* What to do *
Exactly as written, output each of the lines below, with no images.

^^^^^^^^

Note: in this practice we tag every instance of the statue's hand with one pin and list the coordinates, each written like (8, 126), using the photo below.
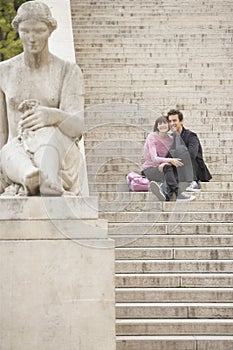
(39, 117)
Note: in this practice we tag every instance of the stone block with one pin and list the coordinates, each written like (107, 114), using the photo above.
(57, 294)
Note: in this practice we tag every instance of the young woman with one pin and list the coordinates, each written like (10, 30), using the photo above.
(157, 167)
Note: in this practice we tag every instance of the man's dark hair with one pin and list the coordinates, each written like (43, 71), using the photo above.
(174, 112)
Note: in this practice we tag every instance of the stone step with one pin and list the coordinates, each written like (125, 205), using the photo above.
(121, 186)
(169, 266)
(158, 206)
(130, 196)
(174, 310)
(174, 342)
(173, 240)
(174, 295)
(154, 253)
(173, 327)
(136, 229)
(174, 280)
(106, 148)
(169, 216)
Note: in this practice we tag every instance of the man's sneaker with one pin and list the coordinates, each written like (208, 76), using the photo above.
(183, 197)
(157, 191)
(193, 187)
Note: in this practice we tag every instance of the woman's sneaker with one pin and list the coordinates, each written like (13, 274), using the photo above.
(183, 197)
(157, 191)
(193, 187)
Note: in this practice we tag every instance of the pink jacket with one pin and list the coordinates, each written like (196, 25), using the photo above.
(155, 150)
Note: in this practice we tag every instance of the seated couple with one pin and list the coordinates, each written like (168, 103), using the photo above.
(173, 161)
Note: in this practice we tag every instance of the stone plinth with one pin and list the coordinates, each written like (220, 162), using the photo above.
(56, 276)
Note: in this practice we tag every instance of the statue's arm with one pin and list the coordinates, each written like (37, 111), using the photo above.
(3, 120)
(72, 103)
(69, 116)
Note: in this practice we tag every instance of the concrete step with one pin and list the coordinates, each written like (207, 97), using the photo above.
(121, 185)
(174, 280)
(173, 327)
(169, 216)
(174, 310)
(173, 240)
(158, 206)
(169, 266)
(183, 228)
(130, 196)
(154, 253)
(174, 342)
(174, 295)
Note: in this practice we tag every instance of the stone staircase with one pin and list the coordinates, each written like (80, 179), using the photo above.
(174, 261)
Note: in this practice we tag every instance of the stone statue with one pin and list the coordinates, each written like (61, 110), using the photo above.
(41, 112)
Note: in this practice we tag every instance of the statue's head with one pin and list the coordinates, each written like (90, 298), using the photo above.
(34, 10)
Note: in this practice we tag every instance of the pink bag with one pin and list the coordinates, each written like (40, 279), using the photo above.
(137, 182)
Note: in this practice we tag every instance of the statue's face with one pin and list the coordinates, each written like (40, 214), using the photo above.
(34, 35)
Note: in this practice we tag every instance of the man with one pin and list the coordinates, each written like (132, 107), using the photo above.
(188, 138)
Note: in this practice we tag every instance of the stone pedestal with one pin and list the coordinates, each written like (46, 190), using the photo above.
(56, 275)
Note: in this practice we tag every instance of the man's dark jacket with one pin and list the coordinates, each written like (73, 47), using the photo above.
(193, 145)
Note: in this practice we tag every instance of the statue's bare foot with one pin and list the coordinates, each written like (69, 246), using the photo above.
(32, 181)
(47, 188)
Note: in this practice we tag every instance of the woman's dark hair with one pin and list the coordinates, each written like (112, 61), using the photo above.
(174, 112)
(158, 121)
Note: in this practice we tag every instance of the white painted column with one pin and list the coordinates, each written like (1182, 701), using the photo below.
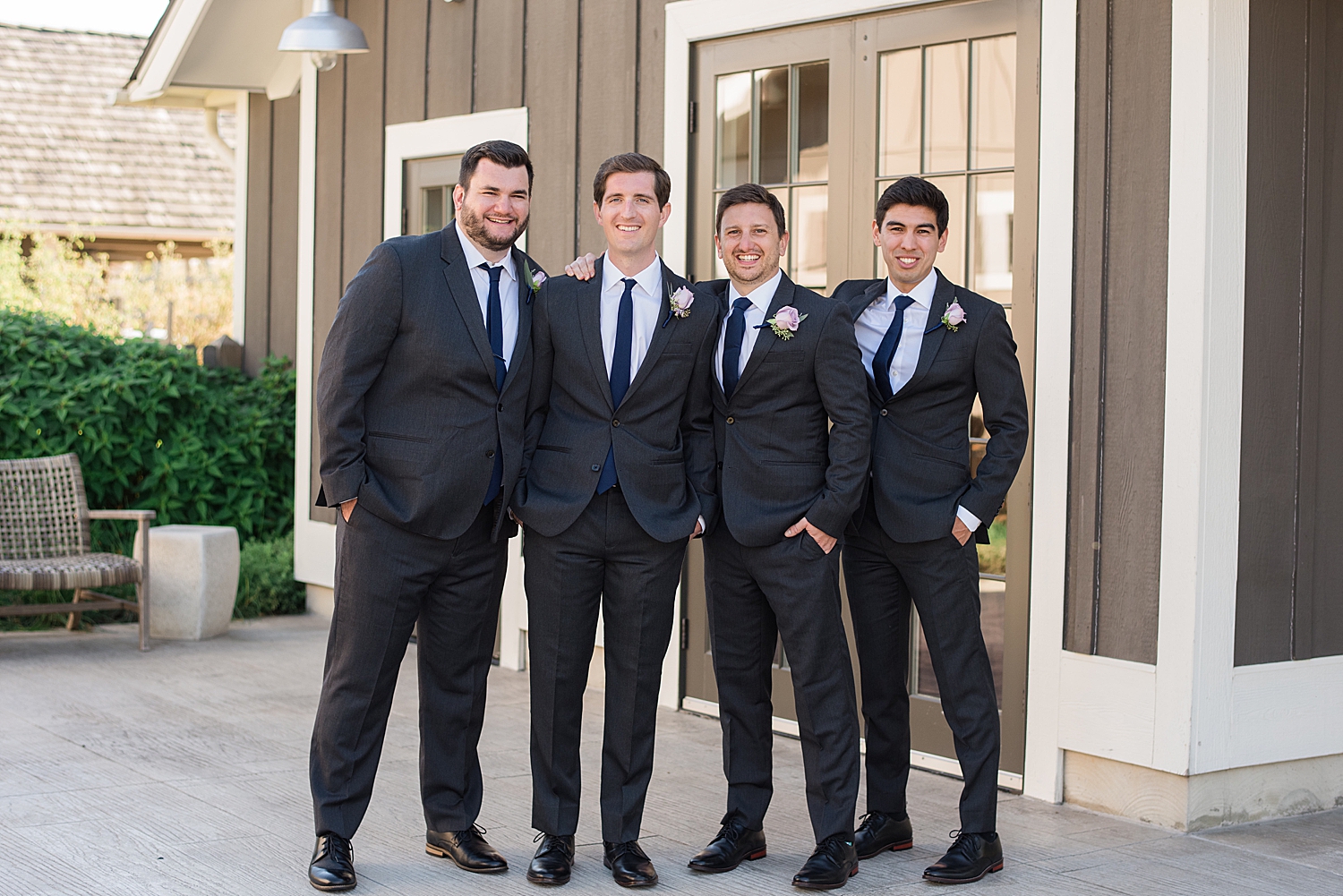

^^^^^^^^

* Written reply *
Note: in this practice we tag every instance of the statue's hand with one pin and list the coordinates, each written like (8, 126), using the photo below.
(39, 117)
Note: in this practice we tag every instance of the stone block with one pin and list the coordinates, each written like (107, 114), using the photo above.
(57, 294)
Note: in this practice we tag every instance of the young woman with one pin and list the coordinates, each written like (10, 30), using the photo above.
(157, 167)
Note: in this practice we tag every instance of the man's dark hair with one pin and list the coordinates, each written like (43, 71), using the photo above.
(174, 112)
Note: in this practice we tag every instance of the stone step with one pin and list the coordinates, each written like (125, 205), using the photo above.
(121, 186)
(169, 266)
(158, 206)
(130, 196)
(174, 310)
(174, 342)
(173, 240)
(174, 295)
(154, 253)
(173, 327)
(136, 229)
(174, 280)
(106, 148)
(169, 216)
Note: in this practice we tag every instance of the man's sneaker with one pin and list the coordinates, each written like (208, 76), using the photo above.
(183, 197)
(157, 191)
(193, 187)
Note: in this practice we tag every instance of the woman's sneaker with one pin and list the coordinates, each written like (13, 274), using the photo above.
(183, 197)
(157, 191)
(193, 187)
Note: in this practice we tag every instance of the pink jacket with one pin and list the coordinates, each written like (196, 25), using the photo above.
(155, 150)
Note: in this practice we tag every instance of the seated couple with one pin and list the coordinates, each written like (168, 103), using the photo above.
(173, 161)
Note: in this practice we tag every instance of the stone plinth with one pin and list the coordinates, each written like (220, 162), using the photo above.
(56, 276)
Note: in this practice we tag every instance of the statue's arm with one pin and list the coordinates, each written like (37, 111), using the photo above.
(3, 120)
(72, 103)
(69, 116)
Note: in this practice we tag every instance of the concrete step with one pin and list the coordinates, each written like (207, 97), using the photo above.
(121, 185)
(174, 280)
(173, 327)
(169, 216)
(174, 310)
(173, 240)
(158, 206)
(169, 266)
(183, 228)
(130, 196)
(154, 253)
(174, 342)
(174, 295)
Note: in this practice we tag every instance of the stone staircase with one pin and list the coordinates, each written like (80, 179), using the photo above.
(174, 261)
Note: in this practice we tag every instance of the stone statue with one pin and list the coordinates, each written like (61, 110), using the photo above.
(41, 112)
Note: in this practice we tag every instance of the statue's head with one pin and list the coordinates, each written like (90, 298), using the photo above.
(34, 10)
Note: in this practice we tag every instance of the pink bag with one pin and list the coordinates, each written like (40, 279), using the photo above.
(137, 182)
Note: in this practice we tag every instance of the statue's face with one pin and list the coordinates, each written like (40, 214), using the photo above.
(34, 35)
Note: in this practice we tag every instance of the man with one pin and list the coordinates, each written like (132, 107), using the photo above.
(188, 138)
Note: in this practice we tag every instance of the stone pedestal with one pin and list the coordinates, each written like (46, 190), using the photo above.
(56, 275)
Note: in this practice we tag every instance of the man's dark jacket with one pin and list the coordinates, each written like (73, 47), using the photo above.
(193, 145)
Note: in this practice we tag every instance of the statue's bare foot with one pin and list the coordinates, each written like (69, 246), using the photo above.
(32, 181)
(47, 188)
Note: in this practice we tag every instance of the woman's dark hair with one pin and list the coordinates, each written like (112, 61), using the photo above.
(174, 112)
(158, 121)
Note: in this practice we tag every instance of the white painted column with one pin and list the coordinates, each written like (1182, 701), using the photo below.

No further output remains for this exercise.